• **Task description**:
All lines from the one containing "shoreline -> outlines, every instance" through the final line of the records below should be reproduced exactly, with the pictures left out.

* * * * *

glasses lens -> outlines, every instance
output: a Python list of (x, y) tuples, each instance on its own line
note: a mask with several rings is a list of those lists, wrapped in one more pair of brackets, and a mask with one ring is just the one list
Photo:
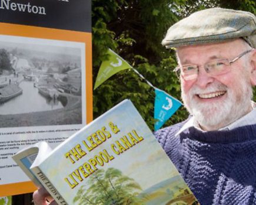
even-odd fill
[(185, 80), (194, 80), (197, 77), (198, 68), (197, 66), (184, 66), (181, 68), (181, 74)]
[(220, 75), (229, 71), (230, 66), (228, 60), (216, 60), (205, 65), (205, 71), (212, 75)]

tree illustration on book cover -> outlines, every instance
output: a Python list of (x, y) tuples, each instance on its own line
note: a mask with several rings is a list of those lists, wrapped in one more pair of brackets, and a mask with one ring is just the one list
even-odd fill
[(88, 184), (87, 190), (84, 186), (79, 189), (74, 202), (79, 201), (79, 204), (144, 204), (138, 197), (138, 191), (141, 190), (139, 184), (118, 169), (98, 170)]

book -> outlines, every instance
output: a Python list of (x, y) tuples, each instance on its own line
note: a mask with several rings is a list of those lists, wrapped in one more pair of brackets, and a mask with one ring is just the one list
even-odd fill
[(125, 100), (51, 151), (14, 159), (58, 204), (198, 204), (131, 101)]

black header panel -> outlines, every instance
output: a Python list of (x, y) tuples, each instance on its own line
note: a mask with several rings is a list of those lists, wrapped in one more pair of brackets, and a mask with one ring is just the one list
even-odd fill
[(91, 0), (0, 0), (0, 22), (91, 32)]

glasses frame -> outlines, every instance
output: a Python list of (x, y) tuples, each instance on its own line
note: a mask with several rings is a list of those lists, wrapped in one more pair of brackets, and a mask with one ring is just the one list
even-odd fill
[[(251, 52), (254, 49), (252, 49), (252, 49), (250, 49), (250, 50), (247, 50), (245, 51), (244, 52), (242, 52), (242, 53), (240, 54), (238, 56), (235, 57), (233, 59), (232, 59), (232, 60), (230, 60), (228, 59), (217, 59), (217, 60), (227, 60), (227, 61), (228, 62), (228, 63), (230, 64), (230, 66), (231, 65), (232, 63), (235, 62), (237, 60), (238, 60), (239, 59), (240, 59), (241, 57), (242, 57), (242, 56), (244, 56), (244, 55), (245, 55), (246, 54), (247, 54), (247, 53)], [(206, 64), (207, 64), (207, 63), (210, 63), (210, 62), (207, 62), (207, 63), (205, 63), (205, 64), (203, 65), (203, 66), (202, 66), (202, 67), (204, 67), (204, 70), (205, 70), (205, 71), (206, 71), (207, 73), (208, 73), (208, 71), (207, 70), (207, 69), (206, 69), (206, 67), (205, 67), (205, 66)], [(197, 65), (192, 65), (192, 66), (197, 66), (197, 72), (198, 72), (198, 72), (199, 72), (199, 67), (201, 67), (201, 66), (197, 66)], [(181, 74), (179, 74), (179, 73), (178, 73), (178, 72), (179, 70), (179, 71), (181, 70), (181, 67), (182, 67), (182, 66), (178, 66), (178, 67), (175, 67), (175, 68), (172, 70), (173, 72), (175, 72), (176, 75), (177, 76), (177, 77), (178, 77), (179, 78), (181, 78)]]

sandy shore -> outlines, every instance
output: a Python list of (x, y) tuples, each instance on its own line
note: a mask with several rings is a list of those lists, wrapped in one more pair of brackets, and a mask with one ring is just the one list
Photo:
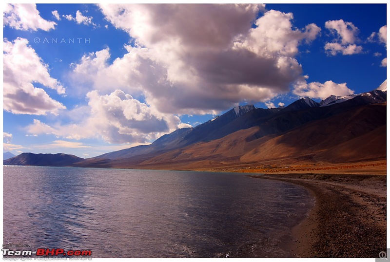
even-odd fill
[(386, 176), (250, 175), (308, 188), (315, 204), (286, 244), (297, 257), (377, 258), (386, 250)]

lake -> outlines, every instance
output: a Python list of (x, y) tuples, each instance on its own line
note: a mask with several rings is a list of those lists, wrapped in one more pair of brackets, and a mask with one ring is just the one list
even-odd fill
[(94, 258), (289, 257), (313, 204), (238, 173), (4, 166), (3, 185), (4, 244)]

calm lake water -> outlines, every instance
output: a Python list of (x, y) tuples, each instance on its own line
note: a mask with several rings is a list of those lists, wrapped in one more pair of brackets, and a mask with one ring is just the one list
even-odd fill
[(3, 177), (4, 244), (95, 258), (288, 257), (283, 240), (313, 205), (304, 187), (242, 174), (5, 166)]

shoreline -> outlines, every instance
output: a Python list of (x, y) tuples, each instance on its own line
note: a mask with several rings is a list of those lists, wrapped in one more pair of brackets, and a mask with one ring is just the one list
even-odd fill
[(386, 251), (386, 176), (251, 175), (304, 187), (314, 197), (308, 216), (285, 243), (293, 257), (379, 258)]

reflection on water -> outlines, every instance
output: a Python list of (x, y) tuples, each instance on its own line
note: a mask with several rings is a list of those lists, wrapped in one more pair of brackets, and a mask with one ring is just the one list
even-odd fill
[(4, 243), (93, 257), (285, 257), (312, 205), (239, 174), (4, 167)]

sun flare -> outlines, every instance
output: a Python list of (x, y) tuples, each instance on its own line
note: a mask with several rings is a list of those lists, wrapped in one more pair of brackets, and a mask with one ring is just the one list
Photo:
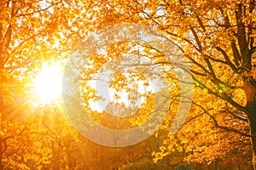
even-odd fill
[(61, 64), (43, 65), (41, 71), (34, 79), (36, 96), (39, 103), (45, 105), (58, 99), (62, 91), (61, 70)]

* * * * *

• **Output of the exercise**:
shoreline -> outlines, every instance
output: a Python list of (x, y) tuples, each instance on its own line
note: a mask with several rings is a list of those lists, wrapped in one more pair of brackets, and a mask with one ring is just the one list
even-odd fill
[(386, 251), (386, 176), (251, 175), (304, 187), (314, 197), (308, 216), (285, 243), (293, 257), (379, 258)]

reflection on water -> outlines, every instance
output: a Python list of (x, y) tuples, each instance on its own line
note: a mask with several rings is a list of those lists, wrapped in one more pair of brackets, and a mask with one ring is just the one list
even-odd fill
[(4, 243), (93, 257), (285, 257), (312, 205), (239, 174), (4, 167)]

sun flare -> outlines, every instance
output: a Python list of (x, y) tuples, each instance on its own line
note: a mask with several rings is a list of those lists, wrapped in one more pair of brackets, and a mask with one ring is just the one list
Photo:
even-odd fill
[(61, 64), (43, 65), (41, 71), (34, 79), (36, 96), (39, 103), (45, 105), (58, 99), (62, 91), (61, 70)]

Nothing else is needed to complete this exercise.